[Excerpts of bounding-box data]
= = = = = = =

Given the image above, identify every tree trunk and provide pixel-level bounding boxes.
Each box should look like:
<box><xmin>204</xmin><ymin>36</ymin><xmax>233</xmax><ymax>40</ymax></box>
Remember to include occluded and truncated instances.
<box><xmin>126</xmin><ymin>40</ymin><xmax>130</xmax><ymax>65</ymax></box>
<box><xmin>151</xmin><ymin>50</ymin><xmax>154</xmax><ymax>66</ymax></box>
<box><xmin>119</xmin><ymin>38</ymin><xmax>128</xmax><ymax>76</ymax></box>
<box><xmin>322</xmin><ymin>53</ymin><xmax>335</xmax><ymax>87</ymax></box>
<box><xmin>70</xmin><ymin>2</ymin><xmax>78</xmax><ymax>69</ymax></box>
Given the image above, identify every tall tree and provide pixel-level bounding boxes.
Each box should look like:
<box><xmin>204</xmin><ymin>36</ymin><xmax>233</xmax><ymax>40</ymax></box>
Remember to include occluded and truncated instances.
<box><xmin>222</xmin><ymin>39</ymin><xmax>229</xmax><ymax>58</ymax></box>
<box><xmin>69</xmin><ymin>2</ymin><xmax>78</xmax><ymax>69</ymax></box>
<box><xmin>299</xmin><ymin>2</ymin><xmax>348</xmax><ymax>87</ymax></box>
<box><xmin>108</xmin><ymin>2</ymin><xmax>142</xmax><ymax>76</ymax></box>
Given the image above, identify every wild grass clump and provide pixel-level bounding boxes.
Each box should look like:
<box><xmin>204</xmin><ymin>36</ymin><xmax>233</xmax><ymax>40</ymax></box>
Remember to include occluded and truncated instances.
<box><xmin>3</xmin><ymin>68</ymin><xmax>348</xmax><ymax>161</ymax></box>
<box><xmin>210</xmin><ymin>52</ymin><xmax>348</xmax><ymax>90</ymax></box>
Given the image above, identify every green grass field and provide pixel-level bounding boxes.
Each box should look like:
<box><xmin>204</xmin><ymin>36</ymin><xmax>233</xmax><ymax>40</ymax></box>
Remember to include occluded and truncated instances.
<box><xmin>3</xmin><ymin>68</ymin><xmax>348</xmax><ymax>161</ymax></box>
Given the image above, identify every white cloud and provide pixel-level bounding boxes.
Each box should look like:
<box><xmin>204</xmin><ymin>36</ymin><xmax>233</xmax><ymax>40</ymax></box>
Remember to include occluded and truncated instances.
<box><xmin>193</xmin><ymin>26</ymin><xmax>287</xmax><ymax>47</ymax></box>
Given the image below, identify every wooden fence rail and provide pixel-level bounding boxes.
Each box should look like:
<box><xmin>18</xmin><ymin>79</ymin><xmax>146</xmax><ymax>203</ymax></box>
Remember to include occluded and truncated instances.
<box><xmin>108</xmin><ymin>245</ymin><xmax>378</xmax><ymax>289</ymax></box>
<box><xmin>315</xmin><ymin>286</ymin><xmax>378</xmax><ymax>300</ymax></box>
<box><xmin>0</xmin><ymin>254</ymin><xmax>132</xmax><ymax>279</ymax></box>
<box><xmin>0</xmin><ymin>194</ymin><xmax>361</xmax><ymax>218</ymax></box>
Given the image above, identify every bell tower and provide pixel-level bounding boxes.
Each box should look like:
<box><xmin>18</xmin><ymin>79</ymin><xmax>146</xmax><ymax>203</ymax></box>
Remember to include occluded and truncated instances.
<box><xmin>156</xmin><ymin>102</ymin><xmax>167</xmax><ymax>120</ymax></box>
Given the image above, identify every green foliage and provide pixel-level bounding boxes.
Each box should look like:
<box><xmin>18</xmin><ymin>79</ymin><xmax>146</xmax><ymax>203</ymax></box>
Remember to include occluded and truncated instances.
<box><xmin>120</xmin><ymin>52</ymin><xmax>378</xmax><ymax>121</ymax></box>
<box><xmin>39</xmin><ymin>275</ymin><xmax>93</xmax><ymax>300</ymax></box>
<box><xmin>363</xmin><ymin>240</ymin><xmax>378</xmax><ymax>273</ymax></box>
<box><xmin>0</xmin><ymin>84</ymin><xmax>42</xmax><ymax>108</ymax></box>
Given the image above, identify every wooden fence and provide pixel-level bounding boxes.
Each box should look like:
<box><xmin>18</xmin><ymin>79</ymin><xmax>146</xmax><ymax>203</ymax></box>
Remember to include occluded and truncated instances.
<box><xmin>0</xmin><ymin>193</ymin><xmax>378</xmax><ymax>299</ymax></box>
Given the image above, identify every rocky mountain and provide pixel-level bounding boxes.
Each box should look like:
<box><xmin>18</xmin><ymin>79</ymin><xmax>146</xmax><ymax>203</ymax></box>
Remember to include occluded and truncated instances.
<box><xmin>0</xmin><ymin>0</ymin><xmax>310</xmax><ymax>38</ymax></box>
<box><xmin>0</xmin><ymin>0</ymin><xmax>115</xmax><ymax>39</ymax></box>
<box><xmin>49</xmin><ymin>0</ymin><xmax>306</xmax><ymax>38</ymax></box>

= = = = = = =

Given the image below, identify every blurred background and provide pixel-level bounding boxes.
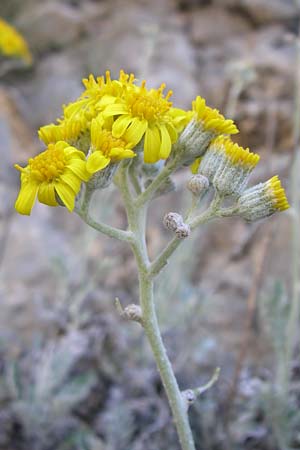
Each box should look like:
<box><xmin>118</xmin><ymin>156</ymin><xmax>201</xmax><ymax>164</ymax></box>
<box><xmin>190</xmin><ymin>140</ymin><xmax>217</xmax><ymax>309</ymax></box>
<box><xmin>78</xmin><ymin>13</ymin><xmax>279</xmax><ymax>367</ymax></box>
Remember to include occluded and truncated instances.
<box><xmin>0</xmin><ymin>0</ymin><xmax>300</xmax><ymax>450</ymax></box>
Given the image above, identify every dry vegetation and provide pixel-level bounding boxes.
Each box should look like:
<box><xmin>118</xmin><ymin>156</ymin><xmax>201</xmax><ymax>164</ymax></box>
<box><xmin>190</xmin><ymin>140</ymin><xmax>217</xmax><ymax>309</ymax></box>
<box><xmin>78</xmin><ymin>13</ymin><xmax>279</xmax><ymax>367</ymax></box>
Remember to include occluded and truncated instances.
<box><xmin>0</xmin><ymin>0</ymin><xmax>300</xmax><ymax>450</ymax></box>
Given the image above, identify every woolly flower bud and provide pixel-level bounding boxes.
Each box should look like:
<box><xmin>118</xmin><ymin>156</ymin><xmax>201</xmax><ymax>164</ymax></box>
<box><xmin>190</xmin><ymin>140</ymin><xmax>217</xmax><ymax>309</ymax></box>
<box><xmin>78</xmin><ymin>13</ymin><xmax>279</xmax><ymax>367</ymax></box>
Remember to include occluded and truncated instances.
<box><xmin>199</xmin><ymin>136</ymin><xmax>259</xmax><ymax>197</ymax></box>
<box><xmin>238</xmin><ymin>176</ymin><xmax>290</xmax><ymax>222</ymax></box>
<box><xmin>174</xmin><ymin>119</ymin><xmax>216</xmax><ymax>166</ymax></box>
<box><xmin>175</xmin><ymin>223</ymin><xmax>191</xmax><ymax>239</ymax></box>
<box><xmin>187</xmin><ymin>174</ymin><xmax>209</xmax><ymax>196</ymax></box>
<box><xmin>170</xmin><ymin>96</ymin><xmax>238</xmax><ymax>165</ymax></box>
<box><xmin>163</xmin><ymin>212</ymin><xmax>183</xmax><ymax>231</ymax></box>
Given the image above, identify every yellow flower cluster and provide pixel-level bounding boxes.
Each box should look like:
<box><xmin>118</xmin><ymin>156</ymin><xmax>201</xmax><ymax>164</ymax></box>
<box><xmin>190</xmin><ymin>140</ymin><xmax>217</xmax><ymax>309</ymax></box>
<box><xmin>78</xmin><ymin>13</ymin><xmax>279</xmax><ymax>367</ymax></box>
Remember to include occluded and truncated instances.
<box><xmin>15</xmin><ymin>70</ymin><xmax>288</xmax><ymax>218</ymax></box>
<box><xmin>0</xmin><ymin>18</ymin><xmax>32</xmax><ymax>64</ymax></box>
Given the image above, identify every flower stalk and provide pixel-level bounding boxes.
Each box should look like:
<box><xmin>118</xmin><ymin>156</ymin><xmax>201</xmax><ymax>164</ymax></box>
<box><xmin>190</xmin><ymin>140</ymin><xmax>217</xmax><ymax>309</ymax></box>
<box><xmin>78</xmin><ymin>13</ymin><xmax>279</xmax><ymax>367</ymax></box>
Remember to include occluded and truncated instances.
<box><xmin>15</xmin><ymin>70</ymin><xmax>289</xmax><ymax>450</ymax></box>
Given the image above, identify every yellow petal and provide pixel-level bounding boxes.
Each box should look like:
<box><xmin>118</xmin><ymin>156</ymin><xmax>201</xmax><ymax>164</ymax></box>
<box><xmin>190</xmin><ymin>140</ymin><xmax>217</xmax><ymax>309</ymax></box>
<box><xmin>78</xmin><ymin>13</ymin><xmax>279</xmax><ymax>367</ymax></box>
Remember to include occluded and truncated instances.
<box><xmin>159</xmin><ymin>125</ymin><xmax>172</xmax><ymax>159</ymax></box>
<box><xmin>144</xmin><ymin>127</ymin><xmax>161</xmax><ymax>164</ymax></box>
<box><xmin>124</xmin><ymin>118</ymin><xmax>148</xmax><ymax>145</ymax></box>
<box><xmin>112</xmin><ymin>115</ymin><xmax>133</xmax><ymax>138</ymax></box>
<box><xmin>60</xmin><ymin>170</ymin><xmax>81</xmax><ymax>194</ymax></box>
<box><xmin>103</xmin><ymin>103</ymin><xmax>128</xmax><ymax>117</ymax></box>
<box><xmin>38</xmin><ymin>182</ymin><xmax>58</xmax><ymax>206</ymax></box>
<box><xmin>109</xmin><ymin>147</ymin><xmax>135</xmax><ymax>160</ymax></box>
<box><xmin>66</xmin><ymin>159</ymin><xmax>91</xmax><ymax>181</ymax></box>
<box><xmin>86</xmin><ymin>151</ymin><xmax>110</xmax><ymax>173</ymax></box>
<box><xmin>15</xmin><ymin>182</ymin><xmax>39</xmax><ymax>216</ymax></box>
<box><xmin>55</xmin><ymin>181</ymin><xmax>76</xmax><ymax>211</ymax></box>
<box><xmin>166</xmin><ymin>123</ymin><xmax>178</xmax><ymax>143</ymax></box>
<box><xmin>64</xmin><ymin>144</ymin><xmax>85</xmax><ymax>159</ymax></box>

= = = = = = =

Please count the lines in the entries above that contain the string "green", treating case as significant. Give only the number.

2